## START Data to use

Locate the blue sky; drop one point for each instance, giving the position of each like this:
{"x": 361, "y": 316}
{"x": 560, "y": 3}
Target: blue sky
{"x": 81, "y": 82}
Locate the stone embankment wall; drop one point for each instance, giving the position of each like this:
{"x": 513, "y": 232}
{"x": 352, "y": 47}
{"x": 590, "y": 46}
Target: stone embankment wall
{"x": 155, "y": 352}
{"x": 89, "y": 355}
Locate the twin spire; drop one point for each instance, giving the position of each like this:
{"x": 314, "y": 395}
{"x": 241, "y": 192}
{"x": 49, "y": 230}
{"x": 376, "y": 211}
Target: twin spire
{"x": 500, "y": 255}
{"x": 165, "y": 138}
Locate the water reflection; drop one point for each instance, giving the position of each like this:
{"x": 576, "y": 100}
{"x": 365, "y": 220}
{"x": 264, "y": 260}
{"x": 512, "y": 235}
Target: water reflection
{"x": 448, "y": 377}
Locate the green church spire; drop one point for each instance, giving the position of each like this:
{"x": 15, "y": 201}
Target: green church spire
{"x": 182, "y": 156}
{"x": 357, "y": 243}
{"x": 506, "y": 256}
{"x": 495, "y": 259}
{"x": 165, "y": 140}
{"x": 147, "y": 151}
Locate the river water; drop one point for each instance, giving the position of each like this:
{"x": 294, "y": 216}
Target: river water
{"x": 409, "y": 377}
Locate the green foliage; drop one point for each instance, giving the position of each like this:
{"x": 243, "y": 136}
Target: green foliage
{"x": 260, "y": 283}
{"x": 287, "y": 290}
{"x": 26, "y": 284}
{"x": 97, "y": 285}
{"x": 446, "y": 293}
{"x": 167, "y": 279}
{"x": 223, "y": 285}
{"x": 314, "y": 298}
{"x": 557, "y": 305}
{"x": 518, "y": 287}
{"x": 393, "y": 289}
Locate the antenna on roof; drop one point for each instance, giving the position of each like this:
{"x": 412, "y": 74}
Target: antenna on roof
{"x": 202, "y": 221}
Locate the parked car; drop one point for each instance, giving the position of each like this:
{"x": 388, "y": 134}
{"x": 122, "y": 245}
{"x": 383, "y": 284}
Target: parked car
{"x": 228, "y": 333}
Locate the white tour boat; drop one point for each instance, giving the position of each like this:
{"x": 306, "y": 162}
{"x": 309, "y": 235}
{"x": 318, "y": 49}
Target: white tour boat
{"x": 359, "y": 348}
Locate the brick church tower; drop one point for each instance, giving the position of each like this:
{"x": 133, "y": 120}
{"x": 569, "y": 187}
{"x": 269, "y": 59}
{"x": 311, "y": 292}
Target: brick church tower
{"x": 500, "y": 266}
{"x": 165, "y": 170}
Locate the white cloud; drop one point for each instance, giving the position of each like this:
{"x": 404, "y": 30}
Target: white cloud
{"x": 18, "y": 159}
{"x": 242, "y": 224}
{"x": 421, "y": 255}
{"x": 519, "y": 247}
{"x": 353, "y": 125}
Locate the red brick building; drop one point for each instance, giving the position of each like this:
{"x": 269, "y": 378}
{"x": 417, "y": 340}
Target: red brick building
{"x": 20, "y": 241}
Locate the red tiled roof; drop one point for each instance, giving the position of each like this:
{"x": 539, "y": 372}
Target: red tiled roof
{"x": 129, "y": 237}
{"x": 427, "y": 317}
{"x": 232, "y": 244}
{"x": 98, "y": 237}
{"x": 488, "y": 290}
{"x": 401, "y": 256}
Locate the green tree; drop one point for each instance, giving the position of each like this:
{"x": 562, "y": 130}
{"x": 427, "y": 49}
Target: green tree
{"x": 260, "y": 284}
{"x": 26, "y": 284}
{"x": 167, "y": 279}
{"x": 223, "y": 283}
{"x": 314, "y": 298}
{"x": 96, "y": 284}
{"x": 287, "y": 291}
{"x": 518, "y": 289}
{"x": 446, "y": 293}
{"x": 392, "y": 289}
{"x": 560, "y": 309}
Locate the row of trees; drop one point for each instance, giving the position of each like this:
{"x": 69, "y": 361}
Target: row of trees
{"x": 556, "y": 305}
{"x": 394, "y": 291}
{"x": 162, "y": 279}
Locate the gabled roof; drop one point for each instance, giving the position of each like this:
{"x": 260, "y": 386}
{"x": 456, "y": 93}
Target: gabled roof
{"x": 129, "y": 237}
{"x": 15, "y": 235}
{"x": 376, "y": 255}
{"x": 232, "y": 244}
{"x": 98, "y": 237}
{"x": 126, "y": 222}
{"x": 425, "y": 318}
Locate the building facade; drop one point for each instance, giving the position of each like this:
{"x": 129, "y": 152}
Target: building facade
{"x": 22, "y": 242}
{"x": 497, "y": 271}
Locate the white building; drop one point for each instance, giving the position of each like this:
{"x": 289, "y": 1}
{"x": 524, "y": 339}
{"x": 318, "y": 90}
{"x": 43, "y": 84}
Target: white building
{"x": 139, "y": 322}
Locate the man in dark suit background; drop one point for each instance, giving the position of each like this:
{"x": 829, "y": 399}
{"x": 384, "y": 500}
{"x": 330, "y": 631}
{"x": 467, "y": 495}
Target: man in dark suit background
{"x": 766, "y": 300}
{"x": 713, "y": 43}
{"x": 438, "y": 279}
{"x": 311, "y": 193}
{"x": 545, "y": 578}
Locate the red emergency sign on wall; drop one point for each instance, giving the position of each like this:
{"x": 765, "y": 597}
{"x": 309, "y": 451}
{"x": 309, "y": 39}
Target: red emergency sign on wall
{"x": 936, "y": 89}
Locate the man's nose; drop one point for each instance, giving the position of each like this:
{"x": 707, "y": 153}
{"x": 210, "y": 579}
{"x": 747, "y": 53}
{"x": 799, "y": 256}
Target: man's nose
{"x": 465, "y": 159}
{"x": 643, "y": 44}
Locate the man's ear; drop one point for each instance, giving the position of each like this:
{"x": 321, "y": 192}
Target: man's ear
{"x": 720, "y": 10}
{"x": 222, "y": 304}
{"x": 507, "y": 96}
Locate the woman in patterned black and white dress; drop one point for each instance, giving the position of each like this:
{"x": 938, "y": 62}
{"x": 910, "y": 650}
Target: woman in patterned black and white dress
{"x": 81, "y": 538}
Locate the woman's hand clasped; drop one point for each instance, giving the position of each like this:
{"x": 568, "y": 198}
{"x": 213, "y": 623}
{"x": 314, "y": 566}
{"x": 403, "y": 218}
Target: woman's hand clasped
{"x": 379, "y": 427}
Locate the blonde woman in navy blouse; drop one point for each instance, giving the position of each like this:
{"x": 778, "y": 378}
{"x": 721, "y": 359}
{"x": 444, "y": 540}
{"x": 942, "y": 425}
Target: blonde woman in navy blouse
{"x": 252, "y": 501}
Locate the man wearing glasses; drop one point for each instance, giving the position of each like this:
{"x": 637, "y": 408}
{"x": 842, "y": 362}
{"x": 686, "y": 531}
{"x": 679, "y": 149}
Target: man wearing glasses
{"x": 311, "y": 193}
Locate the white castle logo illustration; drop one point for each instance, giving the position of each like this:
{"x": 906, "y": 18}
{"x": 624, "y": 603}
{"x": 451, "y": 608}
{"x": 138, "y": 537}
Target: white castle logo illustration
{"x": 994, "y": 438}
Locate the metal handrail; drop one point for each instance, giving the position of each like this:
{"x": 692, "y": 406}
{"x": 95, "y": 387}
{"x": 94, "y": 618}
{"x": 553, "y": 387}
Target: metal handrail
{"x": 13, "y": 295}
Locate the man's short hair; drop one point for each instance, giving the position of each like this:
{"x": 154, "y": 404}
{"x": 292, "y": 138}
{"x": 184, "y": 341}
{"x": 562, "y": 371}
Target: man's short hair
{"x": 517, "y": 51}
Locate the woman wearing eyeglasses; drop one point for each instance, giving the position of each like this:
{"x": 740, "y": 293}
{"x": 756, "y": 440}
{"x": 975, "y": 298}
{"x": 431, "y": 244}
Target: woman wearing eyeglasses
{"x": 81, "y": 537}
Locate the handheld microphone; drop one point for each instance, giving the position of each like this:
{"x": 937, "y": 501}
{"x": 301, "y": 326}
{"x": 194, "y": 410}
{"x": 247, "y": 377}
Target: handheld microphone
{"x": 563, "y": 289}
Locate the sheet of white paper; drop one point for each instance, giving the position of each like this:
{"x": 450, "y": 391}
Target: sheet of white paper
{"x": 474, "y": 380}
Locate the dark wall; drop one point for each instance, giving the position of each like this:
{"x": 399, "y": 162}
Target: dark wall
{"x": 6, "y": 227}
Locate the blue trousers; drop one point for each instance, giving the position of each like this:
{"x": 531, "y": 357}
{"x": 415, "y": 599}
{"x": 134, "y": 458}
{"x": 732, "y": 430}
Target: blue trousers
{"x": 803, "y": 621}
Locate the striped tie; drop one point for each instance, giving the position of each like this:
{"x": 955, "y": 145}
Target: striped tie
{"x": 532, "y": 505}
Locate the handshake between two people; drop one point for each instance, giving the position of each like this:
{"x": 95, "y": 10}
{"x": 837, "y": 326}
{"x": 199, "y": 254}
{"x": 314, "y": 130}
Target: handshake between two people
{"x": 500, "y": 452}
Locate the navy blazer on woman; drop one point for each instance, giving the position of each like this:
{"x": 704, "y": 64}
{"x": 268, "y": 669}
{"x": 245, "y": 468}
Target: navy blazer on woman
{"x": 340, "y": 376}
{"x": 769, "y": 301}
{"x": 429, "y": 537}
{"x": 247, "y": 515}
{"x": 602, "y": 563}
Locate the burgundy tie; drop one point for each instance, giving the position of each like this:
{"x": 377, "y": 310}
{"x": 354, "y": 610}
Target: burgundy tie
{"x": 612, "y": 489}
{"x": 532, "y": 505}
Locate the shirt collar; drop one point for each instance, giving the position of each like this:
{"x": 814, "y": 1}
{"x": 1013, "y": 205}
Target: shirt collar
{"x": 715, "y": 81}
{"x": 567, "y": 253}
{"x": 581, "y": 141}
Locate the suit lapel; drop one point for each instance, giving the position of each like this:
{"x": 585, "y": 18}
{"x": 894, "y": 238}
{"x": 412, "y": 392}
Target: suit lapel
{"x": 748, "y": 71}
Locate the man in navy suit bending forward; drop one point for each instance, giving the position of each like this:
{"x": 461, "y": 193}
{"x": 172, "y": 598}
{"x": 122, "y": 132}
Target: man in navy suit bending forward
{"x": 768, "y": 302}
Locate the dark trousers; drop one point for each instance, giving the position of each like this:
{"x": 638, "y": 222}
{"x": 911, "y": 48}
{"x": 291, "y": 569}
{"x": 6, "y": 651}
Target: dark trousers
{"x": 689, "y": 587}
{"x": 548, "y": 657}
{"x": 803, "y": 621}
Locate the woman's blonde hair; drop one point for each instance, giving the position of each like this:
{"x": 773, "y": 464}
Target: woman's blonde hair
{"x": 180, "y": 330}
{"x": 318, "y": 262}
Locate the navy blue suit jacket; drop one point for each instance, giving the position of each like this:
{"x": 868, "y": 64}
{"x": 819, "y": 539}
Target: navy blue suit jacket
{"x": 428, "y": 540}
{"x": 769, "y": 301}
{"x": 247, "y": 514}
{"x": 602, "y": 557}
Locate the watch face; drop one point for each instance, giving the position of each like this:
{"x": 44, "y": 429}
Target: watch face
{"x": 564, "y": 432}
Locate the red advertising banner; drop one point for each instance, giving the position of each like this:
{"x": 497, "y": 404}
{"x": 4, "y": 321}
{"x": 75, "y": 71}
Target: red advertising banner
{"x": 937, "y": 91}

## END Data to use

▶ _Work to be completed_:
Starting at the line that contains "Locate the navy blue", retype each line through the end of the listing above and nothing else.

▶ _The solution_:
Locate the navy blue suit jacket; drop one point for each instance, giving the position of each like this:
{"x": 868, "y": 64}
{"x": 819, "y": 539}
Target: navy blue suit jacket
{"x": 428, "y": 540}
{"x": 769, "y": 301}
{"x": 247, "y": 514}
{"x": 602, "y": 557}
Locate the watch face; drop one point for each instance, giving the position of each like this:
{"x": 44, "y": 429}
Target: watch face
{"x": 564, "y": 432}
Locate the red advertising banner; drop one point for each instance, giving the position of each like this:
{"x": 497, "y": 404}
{"x": 4, "y": 321}
{"x": 75, "y": 71}
Target: red advertising banner
{"x": 937, "y": 91}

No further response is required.